» Task prompt
Repeat each record below exactly as given.

» Exercise data

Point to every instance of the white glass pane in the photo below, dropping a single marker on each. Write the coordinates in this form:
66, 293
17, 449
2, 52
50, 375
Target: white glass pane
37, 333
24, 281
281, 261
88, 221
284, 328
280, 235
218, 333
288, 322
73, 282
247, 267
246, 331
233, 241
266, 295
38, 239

» Answer box
Point to every instance of the white glass pane in the photo below, dropping a single marker on each. Write the coordinates in this form:
66, 293
17, 449
2, 52
50, 375
Target: white glass pane
37, 333
24, 281
281, 261
88, 221
284, 328
280, 235
218, 333
288, 322
73, 282
247, 267
246, 331
233, 241
266, 295
38, 239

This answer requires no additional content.